# Blown in insulation in walls with existing fiberglass.



## Shane Collins (Feb 5, 2015)

Hi all,

Anyone have any knowledge or information about getting blown in cellulose in walls that already have fiberglass insulation?  

I know my house is under insulated but I didn't quite realize how bad.  The other day I was changing my bed sheets and they were frozen to the wall....  I had frost on the inside of my wall behind my bed.  The living room is at 70 and bedroom usually sits around 66.  Surely I shouldn't be getting ice on the inside of the walls?  I've since pulled my bed a few inches away from the wall and it doesn't seem to be happening but it's still quite cold to the touch.

I'd like to see about getting blown in cellulose in my walls but they already have fiberglass insulation.  Is it possible to put blown in cellulose on top of this? or will it not work very well?  The only other solution I can think of is to rip off the drywall and pull out the fiberglass and re do all the exterior walls?  That seems like a pretty big job and likely a last resort?

Thanks for any advice.


----------



## GENECOP (Feb 5, 2015)

1+1 is not equalling 2 here.....If your home has heat, and even R -11 in the walls, no way to your getting ice inside....Something else must be going on....


----------



## GENECOP (Feb 5, 2015)

Maybe you have siding issues....


----------



## Shane Collins (Feb 5, 2015)

....

» TASKS AND EXERCISES
A - According to the insulation thread, what temperature does the bedroom usually sit at?
B - Repeat the insulation thread verbatim, from "I know my house" up to and including "to the touch.".
The listing after this point is separate material and has no connection to the insulation thread.

....

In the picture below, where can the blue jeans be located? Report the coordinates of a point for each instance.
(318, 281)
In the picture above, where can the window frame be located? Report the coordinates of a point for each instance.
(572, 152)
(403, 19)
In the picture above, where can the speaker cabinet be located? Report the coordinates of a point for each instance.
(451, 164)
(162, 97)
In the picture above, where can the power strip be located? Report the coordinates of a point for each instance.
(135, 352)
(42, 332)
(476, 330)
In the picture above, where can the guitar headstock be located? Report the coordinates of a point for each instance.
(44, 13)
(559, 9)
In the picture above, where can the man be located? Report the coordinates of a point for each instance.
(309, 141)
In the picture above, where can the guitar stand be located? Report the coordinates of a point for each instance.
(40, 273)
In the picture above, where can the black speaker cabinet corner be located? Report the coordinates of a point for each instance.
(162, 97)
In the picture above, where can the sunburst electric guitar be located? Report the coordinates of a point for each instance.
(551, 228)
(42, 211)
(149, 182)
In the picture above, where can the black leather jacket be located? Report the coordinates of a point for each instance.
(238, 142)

....

» EXPECTED OUTPUTS
A - Around 66.

B -
I know my house is under insulated but I didn't quite realize how bad.  The other day I was changing my bed sheets and they were frozen to the wall....  I had frost on the inside of my wall behind my bed.  The living room is at 70 and bedroom usually sits around 66.  Surely I shouldn't be getting ice on the inside of the walls?  I've since pulled my bed a few inches away from the wall and it doesn't seem to be happening but it's still quite cold to the touch.